## Page
First one is, the different products, such as one version of the Raven versus a different version of the Raven have different profitability profiles. So different product mix by itself, has a different profile. Number two is, variations between product sales and services sale.
As you could see from our tactical missile systems business for example that we generated a significant amount of revenue from customer funded RMV programs or engineering services type programs or projects, and those tend to be slightly lower margin than just selling products as a product revenue.
And then third, the type of contracts that we actually engage with customers or we deliver products to or services to customers also have a different profile of probability for example, products that we sell at firm fixed price contracts tend to generally have slightly higher risk, but also a higher profit for the company primarily because we invest money to sell those -- to make those products and then we sell them as a fixed price contract.
On the other hand, cost plus contracts relatively speaking has a slightly lower gross margin and profitability profile due to the fact that has lower risk but also you know lower profiting profile.
So based on those three main factors of types of mix that changes in the product we expect the gross margins in fiscal '18 to be lower and that usually changes every year to some degree or another, but that's what the profile looks like for fiscal '18 right now..
Got it and just one follow-up, on TMS the growth has been exponential and 70 million I guess in revenue was I think the number you quoted for fiscal '17 at what point does this business start to acquire significantly more CapEx going forward?.
Another great question Peter.
So we have been obviously very enthusiastic and bullish on our tactical missile systems for a while, if you recall about three years ago one of our strategic growth initiatives where we communicated to our shareholders that we're going to invest incrementally above and beyond our historical levels was a tactical missile systems business.
And while we could not share the specific details of how much and to what product, we were fairly confident that the investments were going to payoff dividend and they've done so as you could see from the results from the past few years. And fiscal '17 revenues were close to $75 million versus about $41 million or $40 million in fiscal '16.
So, that family of products -- and so in addition to that we now have multiple variants of the products as I said, for different customer needs and different mission profiles and different applications. And all that means we're pursuing a few potential programs of records as well, as I mentioned.

## Directives
a) Rewrite the earnings call transcript from "So based on" to "great question Peter.", changing "gross margins" to "operating margins".
b) Carry the earnings call transcript forward from its final sentence.
The items that come next have no connection to the earnings call transcript.

(Labeling and segmentation items)

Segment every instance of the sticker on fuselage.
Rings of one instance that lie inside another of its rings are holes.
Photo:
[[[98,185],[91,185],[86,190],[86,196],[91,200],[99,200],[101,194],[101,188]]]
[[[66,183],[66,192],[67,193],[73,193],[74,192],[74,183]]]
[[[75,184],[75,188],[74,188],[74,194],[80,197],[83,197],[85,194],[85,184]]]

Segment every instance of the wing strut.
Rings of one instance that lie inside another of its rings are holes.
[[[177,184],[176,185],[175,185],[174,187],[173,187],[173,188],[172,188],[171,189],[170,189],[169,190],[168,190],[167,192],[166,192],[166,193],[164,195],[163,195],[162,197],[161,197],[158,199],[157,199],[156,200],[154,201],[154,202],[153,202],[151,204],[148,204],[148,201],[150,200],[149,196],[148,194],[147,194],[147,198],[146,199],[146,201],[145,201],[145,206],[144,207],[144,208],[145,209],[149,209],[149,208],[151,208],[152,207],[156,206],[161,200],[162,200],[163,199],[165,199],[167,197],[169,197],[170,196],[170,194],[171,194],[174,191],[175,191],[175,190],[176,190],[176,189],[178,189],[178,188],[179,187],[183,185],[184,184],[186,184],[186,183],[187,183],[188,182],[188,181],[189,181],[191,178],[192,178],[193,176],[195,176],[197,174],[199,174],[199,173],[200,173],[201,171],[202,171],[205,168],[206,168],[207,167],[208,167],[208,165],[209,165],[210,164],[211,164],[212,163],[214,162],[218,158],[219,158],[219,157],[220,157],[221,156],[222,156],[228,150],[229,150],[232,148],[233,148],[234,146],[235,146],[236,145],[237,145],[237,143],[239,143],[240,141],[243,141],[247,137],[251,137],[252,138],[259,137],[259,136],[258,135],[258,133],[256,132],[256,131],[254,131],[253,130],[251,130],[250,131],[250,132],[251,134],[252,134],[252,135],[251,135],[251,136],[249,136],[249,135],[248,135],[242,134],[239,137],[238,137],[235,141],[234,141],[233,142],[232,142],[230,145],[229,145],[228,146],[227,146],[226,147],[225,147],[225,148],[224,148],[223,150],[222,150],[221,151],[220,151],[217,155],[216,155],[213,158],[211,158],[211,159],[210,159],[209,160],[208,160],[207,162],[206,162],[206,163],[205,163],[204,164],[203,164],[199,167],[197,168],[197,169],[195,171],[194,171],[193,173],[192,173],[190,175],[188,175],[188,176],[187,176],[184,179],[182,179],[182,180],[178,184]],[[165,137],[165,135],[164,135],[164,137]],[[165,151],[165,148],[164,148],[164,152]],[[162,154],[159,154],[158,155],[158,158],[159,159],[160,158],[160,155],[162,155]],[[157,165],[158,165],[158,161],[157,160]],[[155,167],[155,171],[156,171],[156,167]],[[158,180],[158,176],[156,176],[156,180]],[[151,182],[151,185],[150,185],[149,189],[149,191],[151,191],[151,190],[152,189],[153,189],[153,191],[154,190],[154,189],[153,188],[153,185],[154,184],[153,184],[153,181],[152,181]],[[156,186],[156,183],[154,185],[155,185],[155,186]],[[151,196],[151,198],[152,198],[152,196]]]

...

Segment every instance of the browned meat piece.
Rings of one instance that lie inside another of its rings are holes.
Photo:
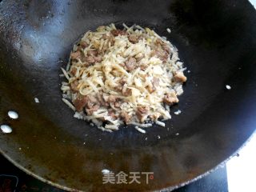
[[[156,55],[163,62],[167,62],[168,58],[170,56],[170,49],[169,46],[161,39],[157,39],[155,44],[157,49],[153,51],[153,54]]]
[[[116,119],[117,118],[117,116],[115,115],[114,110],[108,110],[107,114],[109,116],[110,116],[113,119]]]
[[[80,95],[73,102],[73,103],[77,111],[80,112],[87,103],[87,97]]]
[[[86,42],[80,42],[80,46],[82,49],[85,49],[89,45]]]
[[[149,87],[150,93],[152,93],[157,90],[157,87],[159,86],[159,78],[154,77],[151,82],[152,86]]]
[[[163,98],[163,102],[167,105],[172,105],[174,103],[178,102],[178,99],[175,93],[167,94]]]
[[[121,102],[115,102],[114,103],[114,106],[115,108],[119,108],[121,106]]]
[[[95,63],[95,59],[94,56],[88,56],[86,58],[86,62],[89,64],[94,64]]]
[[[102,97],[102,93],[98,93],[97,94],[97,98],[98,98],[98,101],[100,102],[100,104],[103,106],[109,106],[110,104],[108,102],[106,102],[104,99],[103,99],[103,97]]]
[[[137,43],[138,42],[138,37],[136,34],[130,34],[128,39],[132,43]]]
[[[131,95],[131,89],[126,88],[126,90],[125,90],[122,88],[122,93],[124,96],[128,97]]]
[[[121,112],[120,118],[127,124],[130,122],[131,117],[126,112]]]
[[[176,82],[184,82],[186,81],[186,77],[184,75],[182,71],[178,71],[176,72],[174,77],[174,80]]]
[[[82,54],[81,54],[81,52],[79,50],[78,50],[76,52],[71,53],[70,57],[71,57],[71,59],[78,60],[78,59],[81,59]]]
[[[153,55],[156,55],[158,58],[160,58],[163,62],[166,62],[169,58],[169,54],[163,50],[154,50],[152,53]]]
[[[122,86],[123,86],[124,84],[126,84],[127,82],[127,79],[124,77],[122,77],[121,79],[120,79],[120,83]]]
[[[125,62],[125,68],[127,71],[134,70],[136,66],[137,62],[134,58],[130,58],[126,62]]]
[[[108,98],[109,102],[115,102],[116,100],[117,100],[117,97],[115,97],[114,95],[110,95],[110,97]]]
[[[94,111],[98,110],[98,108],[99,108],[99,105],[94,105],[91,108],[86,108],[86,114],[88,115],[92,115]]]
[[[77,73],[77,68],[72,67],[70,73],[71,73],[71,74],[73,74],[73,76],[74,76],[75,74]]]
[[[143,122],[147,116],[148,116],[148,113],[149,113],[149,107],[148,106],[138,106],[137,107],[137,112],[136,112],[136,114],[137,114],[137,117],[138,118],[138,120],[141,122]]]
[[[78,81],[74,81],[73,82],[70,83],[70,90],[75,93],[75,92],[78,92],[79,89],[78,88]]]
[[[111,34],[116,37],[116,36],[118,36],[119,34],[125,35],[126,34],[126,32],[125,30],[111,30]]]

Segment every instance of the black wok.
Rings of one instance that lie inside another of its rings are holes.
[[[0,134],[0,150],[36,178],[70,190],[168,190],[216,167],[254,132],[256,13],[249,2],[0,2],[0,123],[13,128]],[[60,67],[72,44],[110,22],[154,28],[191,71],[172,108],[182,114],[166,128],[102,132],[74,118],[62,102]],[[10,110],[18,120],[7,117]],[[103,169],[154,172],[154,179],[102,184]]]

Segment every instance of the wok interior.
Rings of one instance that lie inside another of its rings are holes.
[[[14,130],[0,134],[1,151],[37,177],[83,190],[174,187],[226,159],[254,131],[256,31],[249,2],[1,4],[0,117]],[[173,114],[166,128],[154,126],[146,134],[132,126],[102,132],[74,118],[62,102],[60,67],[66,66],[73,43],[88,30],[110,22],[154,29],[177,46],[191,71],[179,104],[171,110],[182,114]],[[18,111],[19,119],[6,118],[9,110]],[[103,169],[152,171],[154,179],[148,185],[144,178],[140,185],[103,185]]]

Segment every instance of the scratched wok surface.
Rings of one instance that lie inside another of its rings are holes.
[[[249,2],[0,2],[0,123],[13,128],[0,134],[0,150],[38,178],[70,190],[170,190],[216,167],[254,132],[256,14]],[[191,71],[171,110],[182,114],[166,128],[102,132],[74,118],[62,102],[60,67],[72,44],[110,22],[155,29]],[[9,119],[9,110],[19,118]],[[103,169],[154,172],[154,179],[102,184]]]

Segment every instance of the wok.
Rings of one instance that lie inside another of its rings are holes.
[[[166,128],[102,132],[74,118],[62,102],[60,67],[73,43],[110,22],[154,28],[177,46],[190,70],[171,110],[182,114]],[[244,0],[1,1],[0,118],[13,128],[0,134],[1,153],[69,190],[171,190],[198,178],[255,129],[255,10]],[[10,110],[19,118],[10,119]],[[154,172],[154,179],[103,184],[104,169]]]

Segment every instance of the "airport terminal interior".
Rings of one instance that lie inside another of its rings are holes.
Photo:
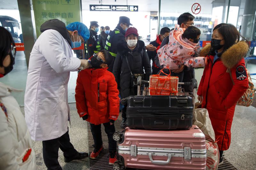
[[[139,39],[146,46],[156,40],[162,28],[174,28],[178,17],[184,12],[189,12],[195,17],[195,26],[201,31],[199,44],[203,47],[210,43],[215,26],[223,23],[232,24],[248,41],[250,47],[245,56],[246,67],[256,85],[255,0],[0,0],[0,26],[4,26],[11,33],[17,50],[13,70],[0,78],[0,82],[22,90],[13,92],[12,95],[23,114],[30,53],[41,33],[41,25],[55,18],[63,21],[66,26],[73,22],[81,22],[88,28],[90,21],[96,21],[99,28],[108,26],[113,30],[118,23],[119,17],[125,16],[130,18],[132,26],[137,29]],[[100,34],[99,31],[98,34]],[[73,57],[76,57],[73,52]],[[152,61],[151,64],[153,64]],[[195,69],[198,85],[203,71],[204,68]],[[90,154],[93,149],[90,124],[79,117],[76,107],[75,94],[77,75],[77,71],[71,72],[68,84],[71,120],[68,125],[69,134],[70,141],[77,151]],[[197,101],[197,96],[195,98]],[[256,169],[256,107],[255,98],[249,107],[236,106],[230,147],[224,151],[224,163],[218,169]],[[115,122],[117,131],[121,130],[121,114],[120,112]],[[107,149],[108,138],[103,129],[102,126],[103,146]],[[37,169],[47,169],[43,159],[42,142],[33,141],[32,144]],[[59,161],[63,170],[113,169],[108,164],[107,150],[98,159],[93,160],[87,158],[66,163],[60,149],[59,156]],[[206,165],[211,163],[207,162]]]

---

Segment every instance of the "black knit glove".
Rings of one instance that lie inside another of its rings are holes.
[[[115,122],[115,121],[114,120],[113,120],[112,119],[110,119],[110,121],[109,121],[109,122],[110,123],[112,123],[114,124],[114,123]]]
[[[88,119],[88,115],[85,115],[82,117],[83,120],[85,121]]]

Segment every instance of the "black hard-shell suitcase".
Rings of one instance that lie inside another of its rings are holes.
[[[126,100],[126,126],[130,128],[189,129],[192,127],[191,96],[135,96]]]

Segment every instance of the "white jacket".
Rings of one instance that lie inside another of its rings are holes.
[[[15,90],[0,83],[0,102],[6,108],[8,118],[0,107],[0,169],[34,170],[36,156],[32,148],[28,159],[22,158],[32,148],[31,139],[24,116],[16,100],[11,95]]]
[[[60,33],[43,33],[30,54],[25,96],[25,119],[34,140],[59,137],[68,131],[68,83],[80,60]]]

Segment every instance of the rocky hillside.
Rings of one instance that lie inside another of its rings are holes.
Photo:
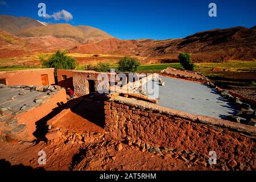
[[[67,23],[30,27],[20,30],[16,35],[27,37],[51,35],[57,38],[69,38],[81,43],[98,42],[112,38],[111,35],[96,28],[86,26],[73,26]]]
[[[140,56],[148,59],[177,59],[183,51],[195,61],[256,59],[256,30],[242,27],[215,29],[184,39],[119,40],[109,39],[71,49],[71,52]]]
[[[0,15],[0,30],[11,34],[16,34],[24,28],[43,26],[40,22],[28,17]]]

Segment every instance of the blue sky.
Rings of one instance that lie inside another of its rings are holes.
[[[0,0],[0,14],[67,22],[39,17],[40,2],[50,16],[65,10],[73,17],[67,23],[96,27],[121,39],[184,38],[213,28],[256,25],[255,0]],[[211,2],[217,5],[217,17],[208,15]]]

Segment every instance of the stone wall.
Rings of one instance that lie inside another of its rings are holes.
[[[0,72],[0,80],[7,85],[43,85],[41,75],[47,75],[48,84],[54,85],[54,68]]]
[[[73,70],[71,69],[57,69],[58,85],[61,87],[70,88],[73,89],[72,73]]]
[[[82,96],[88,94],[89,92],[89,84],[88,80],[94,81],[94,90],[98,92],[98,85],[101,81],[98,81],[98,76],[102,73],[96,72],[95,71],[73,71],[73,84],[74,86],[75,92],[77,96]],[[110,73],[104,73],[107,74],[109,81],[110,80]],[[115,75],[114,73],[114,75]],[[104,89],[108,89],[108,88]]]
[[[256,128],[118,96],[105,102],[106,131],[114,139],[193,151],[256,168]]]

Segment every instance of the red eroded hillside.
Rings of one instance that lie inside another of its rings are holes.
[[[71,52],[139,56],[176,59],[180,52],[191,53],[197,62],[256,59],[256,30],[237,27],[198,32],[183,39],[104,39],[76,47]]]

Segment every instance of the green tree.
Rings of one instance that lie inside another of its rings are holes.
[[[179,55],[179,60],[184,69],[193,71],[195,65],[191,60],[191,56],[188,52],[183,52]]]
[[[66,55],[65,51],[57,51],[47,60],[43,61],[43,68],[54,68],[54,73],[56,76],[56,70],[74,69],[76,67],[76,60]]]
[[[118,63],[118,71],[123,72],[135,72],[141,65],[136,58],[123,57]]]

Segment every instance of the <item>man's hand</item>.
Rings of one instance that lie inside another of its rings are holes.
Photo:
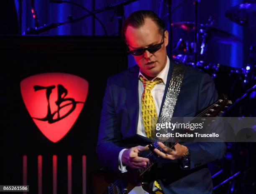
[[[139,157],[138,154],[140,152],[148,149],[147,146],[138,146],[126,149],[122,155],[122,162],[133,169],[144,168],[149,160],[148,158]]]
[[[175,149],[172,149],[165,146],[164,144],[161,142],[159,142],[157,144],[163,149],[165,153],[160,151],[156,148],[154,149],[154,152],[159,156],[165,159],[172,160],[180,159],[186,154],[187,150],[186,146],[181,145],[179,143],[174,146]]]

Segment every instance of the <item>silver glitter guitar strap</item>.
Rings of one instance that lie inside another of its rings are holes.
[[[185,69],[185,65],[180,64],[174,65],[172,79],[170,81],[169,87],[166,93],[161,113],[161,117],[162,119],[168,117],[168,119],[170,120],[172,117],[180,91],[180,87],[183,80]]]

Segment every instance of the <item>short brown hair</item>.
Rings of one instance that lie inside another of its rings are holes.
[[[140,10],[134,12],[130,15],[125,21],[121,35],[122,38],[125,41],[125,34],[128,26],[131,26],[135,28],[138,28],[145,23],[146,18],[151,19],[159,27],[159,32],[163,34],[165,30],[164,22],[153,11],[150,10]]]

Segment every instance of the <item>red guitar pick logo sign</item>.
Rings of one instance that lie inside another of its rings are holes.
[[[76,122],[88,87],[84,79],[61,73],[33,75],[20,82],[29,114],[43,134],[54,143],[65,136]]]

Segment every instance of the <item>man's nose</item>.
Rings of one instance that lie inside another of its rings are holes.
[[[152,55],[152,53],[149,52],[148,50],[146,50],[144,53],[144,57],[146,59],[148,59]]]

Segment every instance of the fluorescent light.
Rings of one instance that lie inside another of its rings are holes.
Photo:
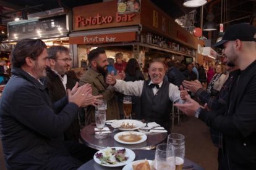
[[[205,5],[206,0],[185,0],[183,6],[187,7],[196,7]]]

## Exercise responses
a)
So based on those three main factors of types of mix that changes in the product we expect the operating margins in fiscal '18 to be lower and that usually changes every year to some degree or another, but that's what the profile looks like for fiscal '18 right now..
Got it and just one follow-up, on TMS the growth has been exponential and 70 million I guess in revenue was I think the number you quoted for fiscal '17 at what point does this business start to acquire significantly more CapEx going forward?.
Another great question Peter.

b)
So all of that means that when there is a program of record, or there's more customer demand for or buying signals for those products we will have to invest in ramping up manufacturing and building additional production capacity.
And part of the investments that we made in last fiscal year was actually to expand and upgrade that capability to build the world's best, what I call Tactical Missile Systems or Loitering Munitions manufacturing capability in the world. And so, we're on track with that and we'll make the investments as we see them judiciously and prudently..
Thank you. And our next question comes from the line of Troy Jensen with Piper Jaffray. Your line is now open..
Thanks for taking my call, it's actually Nick Johnson on for Troy. Congrats first of all on the strong quarter.
I wanted to ask on the news of your contract with the Australian Defense Force and your comments on future expansion with international customers, would you guys expect these future contracts with the new countries be substantial in size similar to one with Australia.
Additionally, do you further expect to expand your fleet with your current international customers?.
So, Nick good afternoon and as you also saw from our previous -- my previous or earlier comments, the international small UAS category of our business has been very strong in the last few years and I've said this many times in the past which is the adoption cycle and phase which most of our international customers on aggregate are at is about five to 10 years behind our domestic U.S.
DoD customer adoption curve. And the number of countries I'm pleased to inform -- obviously announce that we've achieved over 40 countries, it's a very reputable list of countries around multiple continents and multiple geographies.
So, that all bodes really well for the strength and the customers desire and pull for our solutions and our differentiated capabilities. Every country is somewhat different and unique in its profile of need as well as the adoption curve. So specific to your question we have a mix of all.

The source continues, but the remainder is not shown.